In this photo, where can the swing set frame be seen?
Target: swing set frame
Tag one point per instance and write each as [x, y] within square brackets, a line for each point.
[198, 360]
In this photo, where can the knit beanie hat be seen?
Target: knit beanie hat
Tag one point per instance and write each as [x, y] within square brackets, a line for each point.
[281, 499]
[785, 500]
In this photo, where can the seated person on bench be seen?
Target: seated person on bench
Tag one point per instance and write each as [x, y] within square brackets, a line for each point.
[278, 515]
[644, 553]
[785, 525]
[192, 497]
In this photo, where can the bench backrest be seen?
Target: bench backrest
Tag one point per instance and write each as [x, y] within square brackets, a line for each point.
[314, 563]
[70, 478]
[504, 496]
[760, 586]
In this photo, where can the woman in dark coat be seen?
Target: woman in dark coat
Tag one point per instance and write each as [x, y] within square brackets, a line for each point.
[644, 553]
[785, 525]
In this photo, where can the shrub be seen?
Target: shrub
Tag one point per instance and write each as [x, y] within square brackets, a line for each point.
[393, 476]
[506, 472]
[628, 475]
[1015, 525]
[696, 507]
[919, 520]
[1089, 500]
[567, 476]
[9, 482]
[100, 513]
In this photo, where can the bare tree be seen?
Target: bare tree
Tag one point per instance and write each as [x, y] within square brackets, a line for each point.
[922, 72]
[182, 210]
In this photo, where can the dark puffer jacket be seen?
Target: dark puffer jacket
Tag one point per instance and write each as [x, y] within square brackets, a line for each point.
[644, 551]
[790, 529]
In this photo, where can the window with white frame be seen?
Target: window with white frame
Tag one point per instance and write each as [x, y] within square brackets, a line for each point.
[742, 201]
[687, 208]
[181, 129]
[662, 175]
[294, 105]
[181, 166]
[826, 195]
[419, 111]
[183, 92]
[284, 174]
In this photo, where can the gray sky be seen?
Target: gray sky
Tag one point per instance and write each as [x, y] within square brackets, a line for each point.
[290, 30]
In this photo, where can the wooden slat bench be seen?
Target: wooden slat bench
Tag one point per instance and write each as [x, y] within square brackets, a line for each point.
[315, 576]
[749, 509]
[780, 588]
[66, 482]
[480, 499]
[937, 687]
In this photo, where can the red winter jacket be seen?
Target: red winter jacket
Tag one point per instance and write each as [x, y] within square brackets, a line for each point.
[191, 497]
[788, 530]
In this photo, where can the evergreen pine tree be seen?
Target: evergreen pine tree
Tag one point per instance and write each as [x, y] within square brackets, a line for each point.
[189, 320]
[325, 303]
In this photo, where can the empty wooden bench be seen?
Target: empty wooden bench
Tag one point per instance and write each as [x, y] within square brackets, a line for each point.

*CONSIGNE*. Reprenez toutes les lignes ci-dessus sous forme de liste numérotée, en omettant les lignes vides.

*RÉPONSE*.
1. In this photo, where can the swing set frame be seen?
2. Target: swing set frame
3. Tag one point per instance and write each as [x, y] within square brackets, a line for each point.
4. [198, 360]
5. In this photo, where can the knit beanie hat be seen?
6. Target: knit beanie hat
7. Tag one point per instance and write each as [x, y] within square brackets, a line for each point.
8. [281, 499]
9. [785, 500]
10. In this photo, where can the seated person on bench be seen?
11. Target: seated person on bench
12. Tag one point per instance and write each as [x, y] within square brackets, a line for each point.
13. [278, 515]
14. [644, 553]
15. [785, 525]
16. [192, 497]
17. In this photo, where can the bench backrest be seen?
18. Target: bench backrest
19. Tag one point per instance and write each as [x, y] within square brackets, a line for each point.
20. [314, 563]
21. [70, 478]
22. [504, 496]
23. [760, 586]
24. In this photo, where can the woman in dark coat be seen?
25. Target: woman in dark coat
26. Tag one point per instance and write each as [x, y] within square brackets, a line for each point.
27. [644, 553]
28. [785, 525]
29. In this photo, where can the shrub be seen?
30. Target: shrub
31. Tag one point per instance and write each as [x, y] within square brackets, a line for each point.
32. [393, 476]
33. [506, 472]
34. [628, 475]
35. [1015, 525]
36. [696, 507]
37. [919, 520]
38. [1089, 500]
39. [567, 476]
40. [9, 482]
41. [100, 513]
42. In this photo, where can the bare tree be seen?
43. Target: bare tree
44. Tag one point per instance and write each as [x, y] within square brackets, a line for each point.
45. [922, 72]
46. [182, 210]
47. In this photo, where can the dark puffer jacket be seen?
48. Target: dark puffer jacket
49. Tag one point per instance and write each as [x, y] within square brackets, a line for each point.
50. [644, 551]
51. [790, 529]
52. In this photo, where can the window with white frame be seen?
53. Target: window with white frame
54. Tag one point per instance and write each as [x, y] within square brackets, a line for each point.
55. [742, 201]
56. [687, 208]
57. [181, 129]
58. [662, 175]
59. [294, 105]
60. [181, 166]
61. [826, 195]
62. [419, 111]
63. [183, 92]
64. [284, 174]
65. In this photo, where can the gray sky be seen?
66. Target: gray sky
67. Tag one point per instance and write each as [x, y] within square brackets, a line for each point.
68. [290, 30]
69. In this photo, where can the wooden slat bench be seen?
70. Target: wooden slat bench
71. Tag one point per instance and write each as [x, y] within square brackets, a line for each point.
72. [315, 576]
73. [749, 509]
74. [780, 588]
75. [66, 482]
76. [480, 499]
77. [937, 687]
78. In this photo, where can the red winter jacket be seen?
79. Target: red winter jacket
80. Tag one point per instance and write each as [x, y] within square brackets, a line for each point.
81. [191, 497]
82. [788, 530]
83. In this photo, where can the evergreen pine tree be seen?
84. Target: evergreen pine tree
85. Tag one point per instance and write each as [x, y] within square brackets, a line for each point.
86. [189, 320]
87. [325, 303]
88. In this photo, where can the empty wooden bench be seen?
89. Target: empty wooden bench
90. Tag one point per instance and write each as [x, y] within square brackets, a line for each point.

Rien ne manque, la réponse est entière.